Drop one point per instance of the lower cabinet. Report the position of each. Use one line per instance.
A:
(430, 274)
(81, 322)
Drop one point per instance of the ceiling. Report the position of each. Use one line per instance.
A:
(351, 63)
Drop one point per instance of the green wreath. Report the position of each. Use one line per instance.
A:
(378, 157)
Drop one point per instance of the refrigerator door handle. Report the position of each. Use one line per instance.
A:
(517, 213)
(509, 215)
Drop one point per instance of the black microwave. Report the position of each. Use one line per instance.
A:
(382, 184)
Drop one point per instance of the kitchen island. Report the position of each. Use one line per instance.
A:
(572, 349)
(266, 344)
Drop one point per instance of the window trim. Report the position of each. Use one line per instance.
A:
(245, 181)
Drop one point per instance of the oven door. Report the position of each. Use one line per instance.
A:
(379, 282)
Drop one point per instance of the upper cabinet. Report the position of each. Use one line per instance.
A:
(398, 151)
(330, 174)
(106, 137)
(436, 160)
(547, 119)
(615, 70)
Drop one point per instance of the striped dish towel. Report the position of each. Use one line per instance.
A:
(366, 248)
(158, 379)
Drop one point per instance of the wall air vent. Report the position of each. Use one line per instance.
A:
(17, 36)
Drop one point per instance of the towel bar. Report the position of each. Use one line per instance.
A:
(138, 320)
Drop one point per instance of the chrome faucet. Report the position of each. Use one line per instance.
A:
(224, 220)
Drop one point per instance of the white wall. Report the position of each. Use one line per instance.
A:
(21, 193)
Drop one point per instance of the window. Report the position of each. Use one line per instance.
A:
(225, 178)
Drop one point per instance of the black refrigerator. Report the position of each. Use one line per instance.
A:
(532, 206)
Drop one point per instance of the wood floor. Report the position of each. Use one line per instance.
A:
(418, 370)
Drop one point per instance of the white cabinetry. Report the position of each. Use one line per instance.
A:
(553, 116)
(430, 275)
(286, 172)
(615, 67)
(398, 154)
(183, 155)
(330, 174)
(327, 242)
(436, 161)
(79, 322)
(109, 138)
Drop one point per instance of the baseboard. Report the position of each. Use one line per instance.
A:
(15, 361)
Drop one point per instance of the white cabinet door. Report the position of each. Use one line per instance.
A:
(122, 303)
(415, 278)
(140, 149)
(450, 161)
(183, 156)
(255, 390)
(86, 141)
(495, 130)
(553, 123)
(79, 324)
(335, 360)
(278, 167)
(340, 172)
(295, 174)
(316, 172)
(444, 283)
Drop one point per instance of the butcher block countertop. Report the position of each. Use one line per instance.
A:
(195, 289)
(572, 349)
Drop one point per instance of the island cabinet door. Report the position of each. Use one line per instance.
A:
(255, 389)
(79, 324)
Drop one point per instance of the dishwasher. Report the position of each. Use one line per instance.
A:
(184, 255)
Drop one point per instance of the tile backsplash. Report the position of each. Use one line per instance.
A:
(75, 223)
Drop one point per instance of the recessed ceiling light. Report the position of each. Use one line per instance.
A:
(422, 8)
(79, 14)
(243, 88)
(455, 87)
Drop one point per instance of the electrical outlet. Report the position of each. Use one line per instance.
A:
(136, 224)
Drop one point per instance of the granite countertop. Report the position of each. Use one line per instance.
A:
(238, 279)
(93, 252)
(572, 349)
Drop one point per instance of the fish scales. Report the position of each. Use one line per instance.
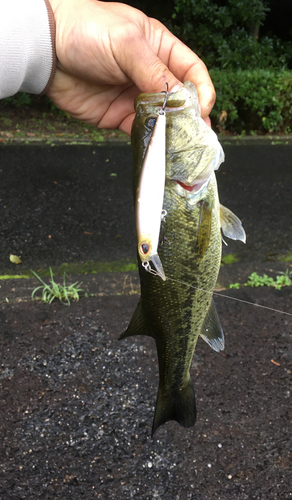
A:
(177, 311)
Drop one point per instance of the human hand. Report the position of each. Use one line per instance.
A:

________

→ WHAT TO PRODUCE: An answer consisting of the number alone is required: how many lines in the entries hold the string "white"?

→ RESPONSE AREA: 3